(Saved entries)
>>>>

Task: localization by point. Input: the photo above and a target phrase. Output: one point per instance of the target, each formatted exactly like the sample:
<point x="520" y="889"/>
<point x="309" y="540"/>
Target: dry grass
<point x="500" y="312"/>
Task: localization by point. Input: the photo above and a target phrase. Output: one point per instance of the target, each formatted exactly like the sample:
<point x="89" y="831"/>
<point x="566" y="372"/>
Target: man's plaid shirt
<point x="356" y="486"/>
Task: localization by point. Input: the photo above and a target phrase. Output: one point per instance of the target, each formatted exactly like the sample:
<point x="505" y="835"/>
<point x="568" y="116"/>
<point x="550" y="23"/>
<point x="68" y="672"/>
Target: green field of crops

<<<<

Exercise —
Rewrite the records above, replacing "target phrase" with "search phrase" wherever it occurs and leaving everything else unchanged.

Response to the task —
Task: localization by point. Input: the photo above and a search phrase. Output: one point per instance of the target, each formatted exactly like the sample:
<point x="520" y="889"/>
<point x="309" y="540"/>
Target: dry grass
<point x="500" y="312"/>
Task: localization by point. Input: the photo above and a search phrase. Output: one point per instance of the target, each formatted exactly like the sample:
<point x="89" y="831"/>
<point x="566" y="372"/>
Target: man's plaid shirt
<point x="356" y="486"/>
Task: localization by point. Input: the photo above and a search phrase. Output: one point per instance of the target, each formatted exactly like the sample:
<point x="505" y="835"/>
<point x="568" y="116"/>
<point x="550" y="23"/>
<point x="68" y="672"/>
Target: green field of crops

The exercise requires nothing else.